**Description of the task**:
In the entries below, find the line with "Tag the short" and the line with "Tag the tweed". Reproduce those two lines and every line between them exactly, and nothing more.

**Task input**:
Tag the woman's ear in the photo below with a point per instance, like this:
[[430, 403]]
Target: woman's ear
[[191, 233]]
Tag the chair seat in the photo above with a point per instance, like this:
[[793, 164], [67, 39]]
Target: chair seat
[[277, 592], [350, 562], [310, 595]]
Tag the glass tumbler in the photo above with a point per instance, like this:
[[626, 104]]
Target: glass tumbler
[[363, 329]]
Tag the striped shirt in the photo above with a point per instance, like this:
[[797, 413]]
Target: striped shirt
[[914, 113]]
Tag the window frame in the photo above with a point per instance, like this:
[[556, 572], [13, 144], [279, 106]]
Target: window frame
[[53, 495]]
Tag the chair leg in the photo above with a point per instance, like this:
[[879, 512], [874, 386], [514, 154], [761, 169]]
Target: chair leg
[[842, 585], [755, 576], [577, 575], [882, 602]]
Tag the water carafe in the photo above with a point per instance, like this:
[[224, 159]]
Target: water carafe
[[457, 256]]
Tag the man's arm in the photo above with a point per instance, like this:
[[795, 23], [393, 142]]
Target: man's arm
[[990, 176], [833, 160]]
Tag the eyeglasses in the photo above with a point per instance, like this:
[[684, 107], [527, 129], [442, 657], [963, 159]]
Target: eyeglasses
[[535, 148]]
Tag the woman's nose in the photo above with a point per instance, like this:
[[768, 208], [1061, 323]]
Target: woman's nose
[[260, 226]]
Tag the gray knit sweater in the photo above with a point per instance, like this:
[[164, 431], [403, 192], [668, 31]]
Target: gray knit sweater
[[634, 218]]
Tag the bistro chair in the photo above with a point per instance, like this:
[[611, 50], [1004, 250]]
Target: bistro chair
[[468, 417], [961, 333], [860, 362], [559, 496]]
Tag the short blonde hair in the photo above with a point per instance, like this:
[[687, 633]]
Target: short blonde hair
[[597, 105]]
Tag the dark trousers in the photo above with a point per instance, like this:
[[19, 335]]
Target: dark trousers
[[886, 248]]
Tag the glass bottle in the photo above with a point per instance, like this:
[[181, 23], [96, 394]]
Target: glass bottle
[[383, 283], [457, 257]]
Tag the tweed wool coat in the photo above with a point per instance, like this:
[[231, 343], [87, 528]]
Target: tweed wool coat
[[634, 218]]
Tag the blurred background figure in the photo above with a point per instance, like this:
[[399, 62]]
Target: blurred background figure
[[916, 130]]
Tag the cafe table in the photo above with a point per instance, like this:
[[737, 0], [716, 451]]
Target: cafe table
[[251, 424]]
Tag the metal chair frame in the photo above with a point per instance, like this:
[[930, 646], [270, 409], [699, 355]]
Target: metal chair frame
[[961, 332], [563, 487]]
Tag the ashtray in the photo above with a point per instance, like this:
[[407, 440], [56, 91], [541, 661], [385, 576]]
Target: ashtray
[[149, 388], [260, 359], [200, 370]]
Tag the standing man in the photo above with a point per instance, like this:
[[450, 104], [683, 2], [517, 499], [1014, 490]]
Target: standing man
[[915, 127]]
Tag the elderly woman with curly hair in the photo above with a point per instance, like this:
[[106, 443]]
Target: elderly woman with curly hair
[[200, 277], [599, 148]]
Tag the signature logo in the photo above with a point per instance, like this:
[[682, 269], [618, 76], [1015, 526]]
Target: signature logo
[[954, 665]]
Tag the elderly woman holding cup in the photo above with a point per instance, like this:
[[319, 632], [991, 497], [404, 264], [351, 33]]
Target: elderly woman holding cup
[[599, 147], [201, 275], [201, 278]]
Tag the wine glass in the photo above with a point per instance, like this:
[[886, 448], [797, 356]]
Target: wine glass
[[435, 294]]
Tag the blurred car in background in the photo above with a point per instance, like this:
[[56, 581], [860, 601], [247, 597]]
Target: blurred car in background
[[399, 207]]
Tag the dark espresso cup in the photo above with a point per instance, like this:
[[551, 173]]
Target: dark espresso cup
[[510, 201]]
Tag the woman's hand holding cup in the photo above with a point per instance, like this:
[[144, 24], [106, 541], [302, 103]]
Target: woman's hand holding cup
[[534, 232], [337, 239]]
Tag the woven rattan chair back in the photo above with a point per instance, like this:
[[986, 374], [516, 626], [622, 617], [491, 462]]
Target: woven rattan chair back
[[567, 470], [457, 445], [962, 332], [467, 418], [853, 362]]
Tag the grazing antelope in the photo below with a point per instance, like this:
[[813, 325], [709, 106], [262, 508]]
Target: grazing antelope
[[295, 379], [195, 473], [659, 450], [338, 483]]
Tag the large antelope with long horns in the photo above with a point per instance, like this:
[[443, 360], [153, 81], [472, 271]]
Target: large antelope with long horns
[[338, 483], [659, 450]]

**Answer to this exercise**:
Tag the short blonde hair in the photo above with a point per instance, like this:
[[687, 633]]
Target: short blonde hair
[[597, 105]]
Tag the dark trousers in the photo above with a point per instance, like this:
[[19, 335]]
Target: dark trousers
[[886, 248]]
Tag the glass bottle in the photo above with a point per instance, like this:
[[181, 23], [96, 394]]
Target: glass bottle
[[383, 283], [457, 257]]
Tag the tweed wool coat in the photo above with a point per instance, like this:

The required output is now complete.